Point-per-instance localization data
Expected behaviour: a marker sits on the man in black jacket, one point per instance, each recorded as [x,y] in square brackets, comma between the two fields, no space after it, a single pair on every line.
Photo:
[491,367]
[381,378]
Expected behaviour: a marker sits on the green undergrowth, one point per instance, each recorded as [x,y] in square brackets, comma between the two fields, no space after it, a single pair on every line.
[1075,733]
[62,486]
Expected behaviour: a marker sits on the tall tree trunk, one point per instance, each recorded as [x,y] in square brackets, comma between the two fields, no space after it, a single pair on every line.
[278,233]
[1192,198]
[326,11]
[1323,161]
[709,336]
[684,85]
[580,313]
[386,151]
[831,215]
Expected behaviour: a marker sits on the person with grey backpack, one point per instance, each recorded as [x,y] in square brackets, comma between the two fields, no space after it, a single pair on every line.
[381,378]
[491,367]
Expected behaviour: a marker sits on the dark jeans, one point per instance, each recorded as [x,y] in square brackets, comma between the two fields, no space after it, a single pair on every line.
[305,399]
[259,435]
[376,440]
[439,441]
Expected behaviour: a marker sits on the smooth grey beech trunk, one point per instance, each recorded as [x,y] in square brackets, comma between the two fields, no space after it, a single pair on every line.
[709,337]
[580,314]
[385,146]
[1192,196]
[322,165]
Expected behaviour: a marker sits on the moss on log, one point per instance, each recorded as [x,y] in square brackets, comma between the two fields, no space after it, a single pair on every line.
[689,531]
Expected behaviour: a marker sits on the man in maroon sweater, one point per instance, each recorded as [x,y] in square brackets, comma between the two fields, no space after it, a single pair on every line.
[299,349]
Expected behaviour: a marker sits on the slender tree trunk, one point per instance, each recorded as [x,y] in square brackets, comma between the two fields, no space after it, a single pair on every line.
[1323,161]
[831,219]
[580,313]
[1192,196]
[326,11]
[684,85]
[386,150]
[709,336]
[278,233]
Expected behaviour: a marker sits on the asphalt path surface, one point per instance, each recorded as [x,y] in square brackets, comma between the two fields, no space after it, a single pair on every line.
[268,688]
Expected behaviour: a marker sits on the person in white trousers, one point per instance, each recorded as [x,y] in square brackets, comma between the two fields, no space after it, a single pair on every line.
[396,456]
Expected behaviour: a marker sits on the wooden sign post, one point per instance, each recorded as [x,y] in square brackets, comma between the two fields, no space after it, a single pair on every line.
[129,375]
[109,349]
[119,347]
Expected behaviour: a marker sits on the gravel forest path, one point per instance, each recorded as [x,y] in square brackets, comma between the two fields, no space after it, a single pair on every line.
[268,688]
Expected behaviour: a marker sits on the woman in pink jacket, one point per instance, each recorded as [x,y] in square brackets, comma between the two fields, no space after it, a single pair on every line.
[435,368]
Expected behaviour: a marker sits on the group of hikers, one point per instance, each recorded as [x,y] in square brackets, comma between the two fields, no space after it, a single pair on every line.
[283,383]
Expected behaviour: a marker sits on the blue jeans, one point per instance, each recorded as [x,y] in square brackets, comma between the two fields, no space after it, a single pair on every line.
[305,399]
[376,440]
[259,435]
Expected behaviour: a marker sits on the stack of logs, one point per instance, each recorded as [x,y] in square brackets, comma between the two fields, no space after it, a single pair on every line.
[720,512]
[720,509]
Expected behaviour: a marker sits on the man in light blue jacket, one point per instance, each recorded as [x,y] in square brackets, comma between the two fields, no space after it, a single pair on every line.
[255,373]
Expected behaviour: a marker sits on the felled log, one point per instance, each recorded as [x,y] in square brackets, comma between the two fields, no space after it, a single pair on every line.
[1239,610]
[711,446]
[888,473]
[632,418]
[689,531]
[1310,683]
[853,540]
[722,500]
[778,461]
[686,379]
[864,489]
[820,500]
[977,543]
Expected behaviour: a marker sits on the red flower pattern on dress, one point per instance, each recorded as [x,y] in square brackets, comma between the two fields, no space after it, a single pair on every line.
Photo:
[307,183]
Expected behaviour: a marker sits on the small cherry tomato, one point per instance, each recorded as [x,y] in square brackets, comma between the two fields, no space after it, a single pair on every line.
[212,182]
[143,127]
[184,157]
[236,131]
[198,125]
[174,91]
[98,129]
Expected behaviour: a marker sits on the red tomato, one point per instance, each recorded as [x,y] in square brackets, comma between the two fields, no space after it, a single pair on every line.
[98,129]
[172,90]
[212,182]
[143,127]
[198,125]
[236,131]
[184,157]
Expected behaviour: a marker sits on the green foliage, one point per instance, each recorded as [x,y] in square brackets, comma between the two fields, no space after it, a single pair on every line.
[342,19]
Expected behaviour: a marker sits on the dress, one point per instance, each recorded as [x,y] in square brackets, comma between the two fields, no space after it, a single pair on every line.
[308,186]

Task details: The entries must all be transcribed exactly.

Result for this exercise:
Expected behaviour: a marker sits on the man in black jacket, one point per instance, each recorded as [x,y] in square brackets, comma between the two fields, no space after it, a single pair on every line.
Photo:
[491,367]
[381,378]
Expected behaviour: a marker sits on the green undergrowth, one point per instance, each recorded as [x,y] in square brackets, comma between the two fields, no space after it, a single pair on every line.
[1075,733]
[62,486]
Expected behaviour: a marker sits on the tall tree trunk, one point per instance, each recorded as [x,y] in square brackets, comma between the two fields, no space after it, a single pair on every line.
[278,233]
[1192,198]
[326,11]
[1323,161]
[709,336]
[684,85]
[580,313]
[386,151]
[831,215]
Expected behaviour: a marker sits on the person with grey backpack, one point per instance, each recorded as [x,y] in square brackets, comma between the two fields, no space after it, a single pair on every line.
[381,378]
[491,367]
Expected behaviour: a marker sits on the dark jeans, one point per instance, each recorded as [x,y] in square brackets, comma between the two fields, no space after it, a single pair on every line.
[305,399]
[259,435]
[376,440]
[439,441]
Expected behaviour: a marker sits on the smooth grey beech trunk, one point per instance, each recorded as [x,y] in square brackets, comma between the two fields, no space after it, a single pair on every line.
[709,337]
[580,314]
[385,146]
[1192,196]
[322,165]
Expected behaviour: a marker sits on the moss on log, one point per instance, each recorded as [x,y] in square brackets, comma between the two fields, no space after it, a single pair on every line.
[689,531]
Expected behaviour: a marker sits on the man in maroon sweater, one point per instance, each recorded as [x,y] in square brackets, comma between the two fields, no space after it, a single pair on every line.
[299,349]
Expected behaviour: a marker sits on the slender tree trunk, one point per instance, each recorded as [x,y] in square brackets, comma between the two fields, no space after it, a single pair on every line.
[1323,161]
[831,219]
[580,313]
[1192,196]
[326,11]
[684,85]
[386,150]
[709,336]
[278,233]
Expected behaviour: a marker sits on the asphalt path surface, one point per instance, each recorded as [x,y] in square brackets, comma between the two fields, no space after it, a single pair on every line.
[268,688]
Expected behaviour: a marker sits on the person in white trousers, one point per instance, each recorded as [x,y] in square brackets, comma between the two fields, no space after it, a single pair on every line.
[396,456]
Expected behaviour: a marker sits on the wooden sign post, one point per instance, each recorded as [x,y] in square brackets, comma between the two fields, no space after it, a single pair on every line.
[129,375]
[109,349]
[119,347]
Expected behaviour: a marker sits on the gravel forest path, one point per instance, each recorded as [x,y] in square brackets, comma between the two fields, no space after it, a single pair on every line.
[268,688]
Expected behaviour: a marker sits on the woman in pink jacket, one point per instance, each recorded as [x,y] in square brackets, comma between the two fields, no space after it, a single pair on every line.
[435,368]
Expected behaviour: a marker sits on the group of hikers, one point per instance, each recorded as [x,y] in square brackets, comma between the two fields, no space after it, a single pair on every line.
[283,383]
Expected behaviour: a marker sits on the blue jeans, one point per instance, each recorded as [x,y] in square brackets, comma between the two fields, no space after it, a single pair on every line.
[305,399]
[376,440]
[259,435]
Expected behaviour: a marker sits on the stack of logs, one point per instance, each recorded as [x,y] in square brackets, comma between the two fields, no space after it, a single pair on every line.
[720,512]
[720,509]
Expected behaviour: a marker sits on the man in light blue jacket, one point per instance, each recorded as [x,y] in square brackets, comma between the two fields, no space after it, a single pair on every line.
[255,373]
Expected behaviour: a marker sits on the felled log, one point per instance, each recorded as [x,y] in square brackets, comma between the two fields, no space after it, a single pair on every line.
[1239,610]
[711,446]
[888,473]
[632,418]
[689,531]
[1310,683]
[853,540]
[722,500]
[778,461]
[686,379]
[864,489]
[820,500]
[977,543]
Expected behaviour: a marker sits on the red flower pattern on dress, one point per instance, each recorded as [x,y] in square brackets, comma between the two fields, no space after it, a single pair on every line.
Photo:
[307,183]
Expected behaviour: a marker sits on the small cherry tomato, one point per instance, each recorded as [x,y] in square brackets, comma between the two fields, no space after it, a single pair on every line.
[212,182]
[143,127]
[184,157]
[236,131]
[198,125]
[174,91]
[98,129]
Expected behaviour: a marker sits on the red tomato, one point per instance, each recorded as [x,y] in square brackets, comma between the two fields, no space after it, a single pair on every line.
[98,129]
[172,90]
[212,182]
[143,127]
[198,125]
[236,131]
[184,157]
Expected behaviour: a marker sits on the green foliage, one point per instance, each recorded as [x,y] in square brackets, comma between the two fields, no space after it, a single pair on every line.
[342,19]
Expected behaviour: a marker sits on the dress, one point per instance, each recorded as [x,y] in square brackets, comma between the two fields, no space after it, a single pair on every line.
[308,186]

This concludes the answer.